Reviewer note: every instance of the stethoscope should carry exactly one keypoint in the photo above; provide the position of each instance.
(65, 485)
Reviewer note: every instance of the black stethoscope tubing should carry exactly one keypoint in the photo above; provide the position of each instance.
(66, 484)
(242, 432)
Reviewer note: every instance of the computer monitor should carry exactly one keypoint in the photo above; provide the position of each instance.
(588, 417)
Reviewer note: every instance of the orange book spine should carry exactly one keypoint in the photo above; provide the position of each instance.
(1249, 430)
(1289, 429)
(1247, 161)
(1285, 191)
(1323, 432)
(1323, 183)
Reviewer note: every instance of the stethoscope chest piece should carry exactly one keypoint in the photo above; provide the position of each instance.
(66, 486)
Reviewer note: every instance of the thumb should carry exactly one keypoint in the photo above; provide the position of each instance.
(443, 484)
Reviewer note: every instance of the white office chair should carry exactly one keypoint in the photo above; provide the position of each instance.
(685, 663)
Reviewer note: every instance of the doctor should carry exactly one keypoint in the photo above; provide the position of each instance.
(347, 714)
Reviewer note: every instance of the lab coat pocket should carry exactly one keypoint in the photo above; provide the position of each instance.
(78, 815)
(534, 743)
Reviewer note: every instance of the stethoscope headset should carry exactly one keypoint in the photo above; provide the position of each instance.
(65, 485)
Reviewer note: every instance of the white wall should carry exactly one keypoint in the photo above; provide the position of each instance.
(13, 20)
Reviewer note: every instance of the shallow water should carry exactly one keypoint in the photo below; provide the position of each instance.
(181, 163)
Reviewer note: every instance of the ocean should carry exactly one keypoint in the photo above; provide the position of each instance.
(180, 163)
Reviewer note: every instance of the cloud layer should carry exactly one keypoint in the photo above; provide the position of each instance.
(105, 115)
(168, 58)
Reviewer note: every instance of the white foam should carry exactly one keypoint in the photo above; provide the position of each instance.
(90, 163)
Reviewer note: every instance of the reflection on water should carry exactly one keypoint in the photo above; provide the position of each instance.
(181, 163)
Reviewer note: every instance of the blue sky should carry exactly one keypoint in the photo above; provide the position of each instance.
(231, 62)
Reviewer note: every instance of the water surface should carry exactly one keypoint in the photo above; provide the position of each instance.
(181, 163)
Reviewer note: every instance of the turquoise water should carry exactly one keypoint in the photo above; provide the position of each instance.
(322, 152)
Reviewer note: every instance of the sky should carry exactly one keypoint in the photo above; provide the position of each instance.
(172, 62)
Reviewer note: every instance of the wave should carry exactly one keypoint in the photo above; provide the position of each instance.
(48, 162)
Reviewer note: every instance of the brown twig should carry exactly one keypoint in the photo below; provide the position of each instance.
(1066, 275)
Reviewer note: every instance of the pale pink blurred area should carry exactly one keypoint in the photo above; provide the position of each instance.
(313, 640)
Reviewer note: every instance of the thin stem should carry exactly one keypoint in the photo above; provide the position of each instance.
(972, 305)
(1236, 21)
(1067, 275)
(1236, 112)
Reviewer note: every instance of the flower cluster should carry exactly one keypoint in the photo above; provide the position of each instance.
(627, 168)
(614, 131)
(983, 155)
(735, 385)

* Instructions for the task: Only the lines from the one containing "Reviewer note: every instance of the water" through the end of the material should be reproduced, exactly, with both ends included.

* Task result:
Reviewer note: every instance of the water surface should carry exactly one keypoint in the photo above; provide the position of each instance.
(181, 163)
Reviewer note: every instance of the turquoise water should carry exactly one keypoint in the photo above; provide the position of each instance.
(322, 152)
Reviewer note: every instance of the sky should carry exactly one keypoint in the photo above; provide the position of each instance.
(172, 62)
Reviewer note: every instance of the wave should carry exactly one keypoint in the photo above; provide the position of each instance.
(48, 162)
Reviewer note: every instance of the brown twig should carry exactly one keypoint in the photo below; provide the position of each instance.
(1066, 275)
Reviewer note: every instance of the pale pink blurred area should carry exactly one keypoint in the photo above; provide the position of each instance.
(313, 640)
Reviewer note: every instance of the thin stem should carry exactly one keypoint in the photo above; provide the position of each instance.
(972, 305)
(1236, 21)
(1067, 275)
(1236, 112)
Reviewer note: every instance of the flower cluster should carry exactly one keypoint in the photo above; provide the position of each instance.
(627, 168)
(614, 131)
(983, 155)
(735, 385)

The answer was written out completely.